[Provided text]
In "Neighborhood Watch," Scott Sowers is Sgt. Whelan, an overly-zealous cop who floods the neighborhood with flyers calling out Kyle Jones as a sex offender. Halley Gross plays Nancy Williams, who was fifteen when she and nineteen-year-old Kyle had a consensual relationship. Leslie Hope plays as ADA Terri Driver, an ambitious prosecutor who railroaded Kyle into prison. Logan and Driver immediately begin knocking heads. Alison Becker plays Det. Streetman, who is first on-scene when Kyle's body is found. Skipp Sudduth plays Clete Dixon, a former detective who offers Capt. Ross his theory of the crime in order to become famous. Dreama Walker is neighborhood girl Brenda Lally, who tips detectives to Ricky Moss (David Call), a local ne'er-do-well. Jonathan Cake appears as Colin Ledger, Det. Wheeler's husband.
[/Provided text]
[Data under study]
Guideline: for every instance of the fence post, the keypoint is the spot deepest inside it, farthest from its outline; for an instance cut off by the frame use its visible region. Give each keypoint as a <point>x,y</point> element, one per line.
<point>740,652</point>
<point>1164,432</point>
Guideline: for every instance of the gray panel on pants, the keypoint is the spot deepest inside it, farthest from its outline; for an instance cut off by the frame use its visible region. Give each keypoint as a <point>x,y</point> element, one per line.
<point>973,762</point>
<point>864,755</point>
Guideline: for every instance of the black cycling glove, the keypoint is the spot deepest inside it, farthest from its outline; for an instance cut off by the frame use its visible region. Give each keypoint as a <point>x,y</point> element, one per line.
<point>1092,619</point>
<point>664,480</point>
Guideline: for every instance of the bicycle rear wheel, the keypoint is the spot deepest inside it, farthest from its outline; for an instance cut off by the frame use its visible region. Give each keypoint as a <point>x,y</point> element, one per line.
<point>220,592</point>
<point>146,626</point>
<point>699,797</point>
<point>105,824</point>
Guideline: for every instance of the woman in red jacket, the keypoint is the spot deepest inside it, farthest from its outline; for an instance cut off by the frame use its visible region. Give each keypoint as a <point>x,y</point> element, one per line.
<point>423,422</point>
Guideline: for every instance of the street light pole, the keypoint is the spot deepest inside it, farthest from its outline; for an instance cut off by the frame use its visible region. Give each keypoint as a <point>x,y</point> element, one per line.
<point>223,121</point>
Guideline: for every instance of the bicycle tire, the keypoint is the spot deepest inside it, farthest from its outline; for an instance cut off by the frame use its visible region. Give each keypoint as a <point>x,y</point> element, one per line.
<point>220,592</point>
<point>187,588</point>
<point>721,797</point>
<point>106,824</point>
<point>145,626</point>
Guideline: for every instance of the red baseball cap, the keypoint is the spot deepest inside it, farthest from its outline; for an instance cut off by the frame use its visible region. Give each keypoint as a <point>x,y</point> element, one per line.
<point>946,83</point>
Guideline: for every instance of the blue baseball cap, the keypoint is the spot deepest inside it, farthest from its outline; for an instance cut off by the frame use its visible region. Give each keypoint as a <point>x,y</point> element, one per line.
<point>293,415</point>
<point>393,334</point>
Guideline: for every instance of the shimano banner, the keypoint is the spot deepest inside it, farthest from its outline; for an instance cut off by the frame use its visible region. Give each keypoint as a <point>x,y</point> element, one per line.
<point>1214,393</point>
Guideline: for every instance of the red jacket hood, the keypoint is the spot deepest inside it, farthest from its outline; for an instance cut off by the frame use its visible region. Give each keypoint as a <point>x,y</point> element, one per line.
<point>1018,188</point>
[/Data under study]
**Questions**
1. In the "Neighborhood Watch" cast description, which actor plays Clete Dixon?
2. Extend the "Neighborhood Watch" cast description from its last sentence onward.
The listing is separate material from the cast description of "Neighborhood Watch."

**Solved problems**
1. Skipp Sudduth

2.
In "Last Rites," Father Chris Shea (Denis O'Hare), a friend of Logan's former partner Lennie Briscoe, convinces Logan to reopen a 16-year-old homicide case. It jeopardizes both Logan's and Wheeler's careers because the prosecutor was ADA Driver, who, as a young ADA, ramrodded the case for personal gain. Now she will stop at nothing to bury the truth to run for Attorney General. Chris McKinney plays Randy Nichols, who has already served sixteen years and has another eight years left on his sentence. Kene Holliday plays a cold case detective, and Guy Boyd plays the original detective. James Murtaugh portrays Alan Bottner, whose son Peter and daughter-in-law Shannon were kill.

In "Frame," John Glover returns as Dr. Declan Gage, who manipulates Nicole Wallace (Olivia d'Abo) into killing Goren's brother Frank (Tony Goldwyn), then Gage kills her as well. Det. Fontanella (Daniel Oreskes) is on-scene at Frank's murder when Goren arrives. Ilana Levine plays Evelyn Carlson, Frank's ex-wife and mother of Goren's nephew Donny.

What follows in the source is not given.